Excerpt ->
Black Folk Art in America, 1930-1980
- Dates: July 4, 1982 through September 12, 1982
- Collections: American Art
Date unknown, 1982: “Black Folk Art in America: 1930-1980”, an exhibition featuring over 325 works by twenty Black folk artists will be on view at The Brooklyn Museum from July 3rd through September 12, 1982.
This unprecedented exhibition explores the achievement of 20th century Black folk art as seen in paintings, wood carvings, ceramics and utilitarian objects. The majority of the artists represented began making art as older adults, and almost all of them attribute their motivation to personal revelations. They take their inspiration not only from memory, nature, and everyday events but also from dreams, visions, and religious prophets to renowned politicians, fantastic creatures to farm animals, and faraway lands to hometown scenes. Most of these talented artists were not formally trained, and the works demonstrate a break from traditional and formalized art.

Region labeling data:
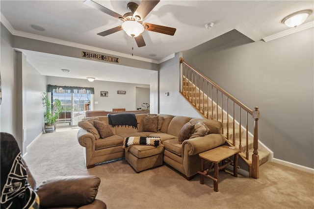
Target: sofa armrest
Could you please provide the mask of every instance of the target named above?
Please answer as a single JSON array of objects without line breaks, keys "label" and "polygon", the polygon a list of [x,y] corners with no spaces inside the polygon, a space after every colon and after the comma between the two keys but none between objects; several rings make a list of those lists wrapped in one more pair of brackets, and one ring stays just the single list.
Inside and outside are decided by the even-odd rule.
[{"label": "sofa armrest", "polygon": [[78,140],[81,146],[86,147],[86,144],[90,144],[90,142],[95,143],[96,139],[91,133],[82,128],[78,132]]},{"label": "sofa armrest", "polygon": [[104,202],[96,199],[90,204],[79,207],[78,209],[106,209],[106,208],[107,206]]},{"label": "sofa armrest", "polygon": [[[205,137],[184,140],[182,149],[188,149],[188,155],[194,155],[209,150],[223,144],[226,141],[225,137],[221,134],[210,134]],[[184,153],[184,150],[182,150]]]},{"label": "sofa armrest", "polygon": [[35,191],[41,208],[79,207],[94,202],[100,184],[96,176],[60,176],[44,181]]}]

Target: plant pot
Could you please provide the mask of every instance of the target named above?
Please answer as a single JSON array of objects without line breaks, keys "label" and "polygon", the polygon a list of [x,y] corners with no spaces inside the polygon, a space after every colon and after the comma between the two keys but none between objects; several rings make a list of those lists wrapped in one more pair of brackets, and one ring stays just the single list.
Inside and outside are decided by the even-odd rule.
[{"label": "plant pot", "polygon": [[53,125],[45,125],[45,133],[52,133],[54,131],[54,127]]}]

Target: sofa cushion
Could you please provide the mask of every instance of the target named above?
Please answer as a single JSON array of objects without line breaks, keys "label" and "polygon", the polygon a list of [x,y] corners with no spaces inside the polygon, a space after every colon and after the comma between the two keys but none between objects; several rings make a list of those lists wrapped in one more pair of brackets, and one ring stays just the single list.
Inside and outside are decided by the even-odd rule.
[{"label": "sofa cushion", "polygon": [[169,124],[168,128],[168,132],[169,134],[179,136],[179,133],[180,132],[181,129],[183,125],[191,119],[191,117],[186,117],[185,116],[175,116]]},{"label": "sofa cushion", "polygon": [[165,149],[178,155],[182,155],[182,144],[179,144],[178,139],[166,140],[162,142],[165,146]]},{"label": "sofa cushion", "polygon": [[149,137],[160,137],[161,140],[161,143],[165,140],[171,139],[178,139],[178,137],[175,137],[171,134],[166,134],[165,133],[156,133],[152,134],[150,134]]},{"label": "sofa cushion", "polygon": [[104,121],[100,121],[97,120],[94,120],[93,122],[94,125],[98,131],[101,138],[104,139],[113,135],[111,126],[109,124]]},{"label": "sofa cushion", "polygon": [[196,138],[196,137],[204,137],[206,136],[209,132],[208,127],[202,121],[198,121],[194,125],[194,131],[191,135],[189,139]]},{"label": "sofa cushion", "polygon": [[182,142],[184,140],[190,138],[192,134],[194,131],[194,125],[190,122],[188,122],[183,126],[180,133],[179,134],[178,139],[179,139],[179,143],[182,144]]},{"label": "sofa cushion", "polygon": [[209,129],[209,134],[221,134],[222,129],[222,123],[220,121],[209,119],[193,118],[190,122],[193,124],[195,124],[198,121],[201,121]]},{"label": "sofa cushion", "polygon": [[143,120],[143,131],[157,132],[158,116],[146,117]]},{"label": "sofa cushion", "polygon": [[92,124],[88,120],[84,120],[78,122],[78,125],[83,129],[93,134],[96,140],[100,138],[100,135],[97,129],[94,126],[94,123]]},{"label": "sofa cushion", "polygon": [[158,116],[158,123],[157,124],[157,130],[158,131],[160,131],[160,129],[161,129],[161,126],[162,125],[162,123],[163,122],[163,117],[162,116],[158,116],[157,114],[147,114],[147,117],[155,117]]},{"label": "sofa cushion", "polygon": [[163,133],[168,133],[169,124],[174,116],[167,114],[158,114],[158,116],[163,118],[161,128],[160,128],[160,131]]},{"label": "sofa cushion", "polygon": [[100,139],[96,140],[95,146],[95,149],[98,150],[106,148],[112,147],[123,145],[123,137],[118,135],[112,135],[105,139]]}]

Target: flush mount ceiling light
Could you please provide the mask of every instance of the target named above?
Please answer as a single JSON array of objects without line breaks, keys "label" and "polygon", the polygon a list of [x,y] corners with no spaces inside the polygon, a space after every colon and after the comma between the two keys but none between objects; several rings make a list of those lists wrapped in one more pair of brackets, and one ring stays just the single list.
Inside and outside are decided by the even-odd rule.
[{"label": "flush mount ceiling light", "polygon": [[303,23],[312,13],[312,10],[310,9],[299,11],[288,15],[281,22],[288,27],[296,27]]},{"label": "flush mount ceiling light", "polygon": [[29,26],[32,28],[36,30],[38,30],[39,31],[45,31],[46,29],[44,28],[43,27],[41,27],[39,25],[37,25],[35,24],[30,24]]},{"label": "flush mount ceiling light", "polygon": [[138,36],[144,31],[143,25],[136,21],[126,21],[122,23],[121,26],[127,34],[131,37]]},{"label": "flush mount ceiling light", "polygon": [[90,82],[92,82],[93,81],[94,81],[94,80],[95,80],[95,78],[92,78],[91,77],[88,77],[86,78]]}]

Given request -> Reproduce word for word the passage of the exhibition announcement that runs from "Black Folk Art in America, 1930-1980" up to and including "September 12, 1982.".

Solution to the exercise ->
Black Folk Art in America, 1930-1980
- Dates: July 4, 1982 through September 12, 1982
- Collections: American Art
Date unknown, 1982: “Black Folk Art in America: 1930-1980”, an exhibition featuring over 325 works by twenty Black folk artists will be on view at The Brooklyn Museum from July 3rd through September 12, 1982.